PROVIDED TEXT |
____

Water from the tap is not purified for drinking in India. To be safe, apart from the flasks of water in your hotel rooms, tea, coffee, mineral water and bottled drinks, you should carry around and use purifying tablets. If you are away from your hotel for an extended period, it may be a good idea to take along a bottle of water or, if you’re buying bottled drinks, to use a straw.


Yellow Fever – Vaccination Certificate is required if arriving from an infected area.
Cholera/Typhoid – Inoculation recommended.
Malaria – No certificate required, but advisable to have a course of pills.

Medical treatment in India is inexpensive by European or North American standards, though India has a pool of some of the best doctors in the world. Most hotels have a doctor on call. Sunshine stronger than you are used to, heat, especially if you are travelling in India’s summer months, digestive upsets, insect bites for which you have developed no immunities, all these can spoil your trip. So please take a few basic precautions.

Carry a kit containing sunscreens and other lotions for protection from the sun, insect repellents and sting relief creams, water sterilizing tablets and medicines for possible stomach upsets or indigestion. To protect yourself from mosquitoes when outdoors in the evenings, use an insect repellent on exposed skin, and wear socks, trousers and long-sleeved shirts.


English is widely spoken, especially in areas that are used to tourists, though accents and grammar may vary considerably. Hindi is the most widely spoken language in the country, but it also has regional variations and accents. There are totally 15 major languages 544 dialects spoken in India in addition to English.

____

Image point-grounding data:
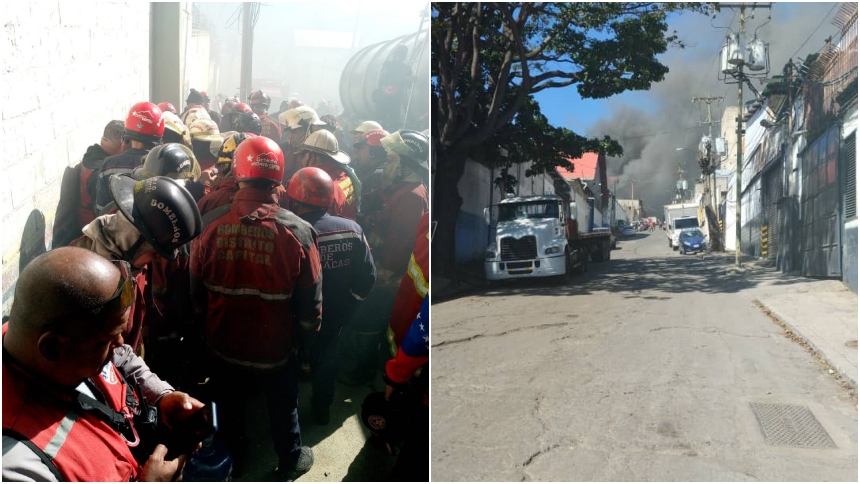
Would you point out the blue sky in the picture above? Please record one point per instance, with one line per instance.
(652, 124)
(564, 107)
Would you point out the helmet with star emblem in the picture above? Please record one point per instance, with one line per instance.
(258, 158)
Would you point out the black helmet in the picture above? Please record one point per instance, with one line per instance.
(383, 418)
(172, 160)
(248, 123)
(412, 146)
(162, 210)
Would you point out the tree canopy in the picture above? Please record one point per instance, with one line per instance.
(488, 62)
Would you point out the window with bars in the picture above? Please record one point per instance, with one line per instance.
(849, 191)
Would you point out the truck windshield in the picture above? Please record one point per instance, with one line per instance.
(515, 211)
(686, 223)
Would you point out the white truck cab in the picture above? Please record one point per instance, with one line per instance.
(530, 239)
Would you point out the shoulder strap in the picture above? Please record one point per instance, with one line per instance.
(214, 214)
(302, 230)
(36, 450)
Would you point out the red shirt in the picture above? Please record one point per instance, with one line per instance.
(271, 128)
(259, 265)
(225, 191)
(345, 199)
(413, 286)
(86, 449)
(404, 205)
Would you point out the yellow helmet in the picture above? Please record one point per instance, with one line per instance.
(228, 147)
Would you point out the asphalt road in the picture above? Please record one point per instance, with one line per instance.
(647, 368)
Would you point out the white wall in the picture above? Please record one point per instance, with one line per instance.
(68, 70)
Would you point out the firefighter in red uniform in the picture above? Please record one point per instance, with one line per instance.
(259, 102)
(348, 272)
(225, 186)
(156, 216)
(413, 286)
(257, 259)
(67, 402)
(300, 122)
(401, 203)
(320, 150)
(167, 107)
(369, 160)
(144, 127)
(110, 145)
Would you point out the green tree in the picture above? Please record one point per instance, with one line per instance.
(488, 61)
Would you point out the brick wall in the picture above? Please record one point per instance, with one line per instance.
(68, 70)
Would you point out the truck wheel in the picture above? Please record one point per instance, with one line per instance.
(582, 268)
(564, 279)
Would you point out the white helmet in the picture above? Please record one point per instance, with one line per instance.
(194, 114)
(173, 123)
(325, 143)
(205, 130)
(294, 117)
(366, 126)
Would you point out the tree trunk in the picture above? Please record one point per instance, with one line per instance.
(446, 210)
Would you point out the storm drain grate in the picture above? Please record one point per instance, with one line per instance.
(791, 426)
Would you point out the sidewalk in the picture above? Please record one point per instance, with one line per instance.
(825, 319)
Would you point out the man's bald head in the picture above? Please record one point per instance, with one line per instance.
(63, 281)
(59, 328)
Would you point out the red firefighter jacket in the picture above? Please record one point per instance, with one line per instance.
(413, 286)
(258, 269)
(225, 191)
(403, 206)
(345, 199)
(82, 446)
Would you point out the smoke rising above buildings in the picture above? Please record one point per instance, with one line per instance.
(652, 125)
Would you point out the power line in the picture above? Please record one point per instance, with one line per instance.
(814, 31)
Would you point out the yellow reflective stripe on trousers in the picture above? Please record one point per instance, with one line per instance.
(417, 276)
(59, 438)
(392, 345)
(248, 291)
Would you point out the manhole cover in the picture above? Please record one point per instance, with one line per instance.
(791, 426)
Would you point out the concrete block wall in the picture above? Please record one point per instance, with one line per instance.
(68, 69)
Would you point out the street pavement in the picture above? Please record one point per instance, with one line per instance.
(342, 451)
(653, 366)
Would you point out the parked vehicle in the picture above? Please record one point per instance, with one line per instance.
(691, 241)
(676, 211)
(542, 236)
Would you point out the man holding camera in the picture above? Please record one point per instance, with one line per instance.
(69, 407)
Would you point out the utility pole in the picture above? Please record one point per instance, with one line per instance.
(739, 76)
(247, 52)
(710, 122)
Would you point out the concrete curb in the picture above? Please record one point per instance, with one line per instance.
(836, 363)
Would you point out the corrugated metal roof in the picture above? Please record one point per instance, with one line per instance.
(584, 168)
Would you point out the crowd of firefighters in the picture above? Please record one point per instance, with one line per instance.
(254, 251)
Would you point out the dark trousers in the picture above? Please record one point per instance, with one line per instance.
(232, 389)
(325, 359)
(366, 331)
(413, 462)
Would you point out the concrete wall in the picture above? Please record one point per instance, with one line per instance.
(75, 68)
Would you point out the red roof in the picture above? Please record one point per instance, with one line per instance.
(585, 168)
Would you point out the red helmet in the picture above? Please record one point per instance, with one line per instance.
(241, 108)
(144, 122)
(259, 97)
(166, 106)
(371, 137)
(258, 158)
(312, 186)
(226, 107)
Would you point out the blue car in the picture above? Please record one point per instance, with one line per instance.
(692, 241)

____

TASKS AND EXERCISES |
• A. According to the India travel advice text, what is required for yellow fever when arriving from an infected area?
• B. Do these statements agree with the India travel advice text? (i) Medical treatment in India is expensive by European or North American standards. (ii) Most hotels have a doctor on call. (iii) A certificate is required for malaria.
• C. How would you put this sentence from the India travel advice text into French: "Hindi is the most widely spoken language in the country, but it also has regional variations and accents."?

ANSWERS TO THE EXERCISES |
• A. A vaccination certificate.

• B.
(i) No: "Medical treatment in India is inexpensive by European or North American standards"
(ii) Yes: "Most hotels have a doctor on call."
(iii) No: "No certificate required, but advisable to have a course of pills."

• C. L'hindi est la langue la plus parlée du pays, mais il présente aussi des variations et des accents régionaux.